> **What you need to do**
Would you extract the whole listing below and retype it exactly?

· · · · · · ·

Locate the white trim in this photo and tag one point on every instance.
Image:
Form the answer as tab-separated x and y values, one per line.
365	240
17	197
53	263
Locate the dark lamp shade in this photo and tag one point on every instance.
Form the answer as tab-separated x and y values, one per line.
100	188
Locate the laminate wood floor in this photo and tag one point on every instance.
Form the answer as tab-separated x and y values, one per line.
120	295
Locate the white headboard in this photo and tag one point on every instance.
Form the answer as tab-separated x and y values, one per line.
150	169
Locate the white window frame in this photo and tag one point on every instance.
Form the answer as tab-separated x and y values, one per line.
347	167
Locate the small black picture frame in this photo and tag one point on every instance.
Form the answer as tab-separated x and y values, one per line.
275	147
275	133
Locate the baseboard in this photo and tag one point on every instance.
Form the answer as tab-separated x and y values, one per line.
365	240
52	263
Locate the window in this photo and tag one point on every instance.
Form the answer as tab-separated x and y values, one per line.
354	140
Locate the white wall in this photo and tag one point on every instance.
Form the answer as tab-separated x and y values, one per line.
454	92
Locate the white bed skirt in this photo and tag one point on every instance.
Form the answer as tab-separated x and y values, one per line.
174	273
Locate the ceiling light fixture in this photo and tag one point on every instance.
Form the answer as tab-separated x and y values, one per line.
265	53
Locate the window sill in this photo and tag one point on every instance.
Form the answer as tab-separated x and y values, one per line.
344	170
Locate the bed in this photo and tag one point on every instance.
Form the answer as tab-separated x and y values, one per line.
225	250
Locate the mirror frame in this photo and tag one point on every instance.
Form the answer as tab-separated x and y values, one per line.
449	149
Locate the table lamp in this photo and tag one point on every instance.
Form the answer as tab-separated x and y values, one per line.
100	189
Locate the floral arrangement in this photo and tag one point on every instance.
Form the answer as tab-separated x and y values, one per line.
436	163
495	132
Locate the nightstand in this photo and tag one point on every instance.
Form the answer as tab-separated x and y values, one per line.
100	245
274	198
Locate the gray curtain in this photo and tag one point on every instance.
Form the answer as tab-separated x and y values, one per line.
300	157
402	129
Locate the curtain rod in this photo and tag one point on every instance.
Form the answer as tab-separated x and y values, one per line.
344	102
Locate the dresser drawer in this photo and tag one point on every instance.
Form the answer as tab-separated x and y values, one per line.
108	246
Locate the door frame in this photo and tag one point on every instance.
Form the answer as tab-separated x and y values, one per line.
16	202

· · · · · · ·

> **Answer to the exercise**
Locate the white trim in this photo and tag one point on every instance.
Image:
Form the answer as tab-separated x and y values, one per line.
365	240
17	197
53	263
Locate the dark lamp shade in this photo and tag one point on every instance.
Form the answer as tab-separated x and y values, one per line.
100	188
Locate the laminate wood floor in this photo and tag one point on every instance.
Form the answer as tab-separated x and y values, one per line.
120	295
Locate the white headboard in this photo and tag one point on every instance.
Form the answer as tab-separated x and y values, one per line.
150	169
Locate the white window frame in this photo and tag one point on every instance.
Form the answer as tab-separated x and y values, one per line.
347	167
Locate the small black picture frame in this photo and tag one point on every instance.
Form the answer as tab-separated x and y values, one per line.
275	147
275	133
Locate the baseboard in this photo and tag one point on every instance.
Form the answer as tab-separated x and y values, one per line.
365	240
52	263
Locate the window in this photo and tag one point on every instance.
Form the answer as tab-separated x and y values, one per line.
354	140
Locate the white wall in this photo and tag one point on every instance.
Form the answer as tab-separated x and y values, one per line.
454	92
Locate the white bed skirt in this photo and tag one point on every instance.
Form the answer as tab-separated x and y values, one per line.
174	273
Locate the ceiling light fixture in this photo and tag one point on every instance.
Form the answer as tab-separated x and y values, one per line.
265	53
Locate the window sill in this photo and tag one point on every instance.
Form the answer as tab-separated x and y values, one per line.
344	170
Locate the bed in this photo and tag one point on every instance.
Form the answer as tab-separated x and y values, one per line.
225	250
Locate the mirror frame in this photo and tag one point on every instance.
Form the answer as tab-separated x and y values, one per line.
449	149
Locate the table lamp in this photo and tag one point on every instance.
Form the answer as tab-separated x and y values, one per line.
100	189
Locate the floral arrangement in this photo and tag one point on every instance.
Form the answer as tab-separated x and y values, one per line.
436	163
495	132
Locate the nightstand in this photo and tag one point on every instance.
Form the answer as tab-separated x and y values, one per line.
100	245
274	198
Locate the gray curtain in this photo and tag one point on every instance.
Form the answer as tab-separated x and y values, one per line.
300	157
402	129
Locate the curtain rod in this photo and tag one point on every instance.
Form the answer as tab-separated x and y values, one per line.
344	102
Locate the dresser drawer in this photo and tag one point on every instance.
Form the answer as tab-separated x and y values, one per line.
108	246
Locate the door frame in this photo and tag one point on every instance.
Form the answer as tab-separated x and y values, one per line.
16	202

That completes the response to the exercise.